▸ **Excerpt provided**
******************************

The July 12 evening attack on the advance party President Muhammadu Buhari — travelling to attend an Eid celebration in his hometown of Daura, close to the heart of bandit operations in northern Katsina State — by a group of perhaps 300 heavily armed men on motorbikes, left two in the presidential party lightly injured.

Eyewitnesses in a local village en route to Daura where the attack occurred told the BBC it appeared the assault on the advance party of military, police and state security officers, media and protocol officials, was a chance exchange of gunfire rather than a planned ambush, since the group of bandits were returning from a cattle-rustling raid that had left three locals dead.

It seems possible that this was the same group of about 300 on motorbikes — reportedly armed with AK47s and medium machine-guns — that killed an assistant police area commissioner and another officer engaged in an antibanditry operation six days earlier in the Zakka Forest, a mere two and a half hour’s ride away.

******************************

▸ **Dataset records**
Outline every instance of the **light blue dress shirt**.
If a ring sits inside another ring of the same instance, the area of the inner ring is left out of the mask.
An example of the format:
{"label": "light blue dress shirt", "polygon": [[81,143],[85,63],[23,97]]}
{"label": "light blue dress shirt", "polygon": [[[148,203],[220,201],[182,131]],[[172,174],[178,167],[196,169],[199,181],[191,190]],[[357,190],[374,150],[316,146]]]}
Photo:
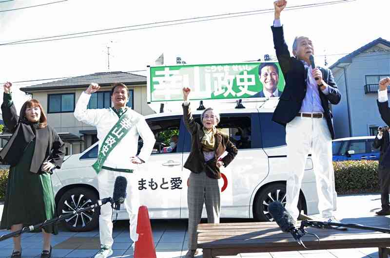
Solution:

******************************

▸ **Task list**
a: Please write out the records as a numbered list, skipping blank lines and leaving out the pictures.
b: Write the next part of the report on the attack on the presidential advance party, picking up after its final sentence.

▸ **Expected responses**
a:
1. Outline every instance of the **light blue dress shirt**.
2. If a ring sits inside another ring of the same instance, the area of the inner ring is left out of the mask.
3. An example of the format:
4. {"label": "light blue dress shirt", "polygon": [[81,143],[85,63],[23,97]]}
5. {"label": "light blue dress shirt", "polygon": [[[148,203],[220,201],[182,131]],[[172,174],[178,167],[196,169],[199,181],[191,190]],[[357,190],[374,150],[316,146]]]}
6. Photo:
7. Solution:

b:
A more worrying possibility is that the rebels have now organised themselves into separate but standardised fast-striking motorised infantry units of small battalion size. Government military countermeasures such as aerial bombardments of their forest hideouts have not only proven ineffective but have left civilian casualties, which stoke resentment and fuel sympathy for the rebels.

Sallek Yaks Musa, a security studies specialist at the University of Jos, warned in academic journal The Conversation that “northwest and north-central Nigeria are facing what amounts to an insurgency”, in which bandits operate “a quasi-government” that imposes levies on locals, and that if not checked could assume “the magnitude of the violent extremism experienced in the northeast”.

Enact, an EU-funded research outfit attached to Interpol, warned a year ago that the death in April of Chadian strongman Idriss Déby “has raised concerns that arms trafficking from Chad into neighbouring states such as Nigeria ... could increase. Observers also fear for the future stability of the country’s neighbouring West and Central African states, as Déby’s formidable military response was the bulwark against multiple insurgency forces in the Sahel.”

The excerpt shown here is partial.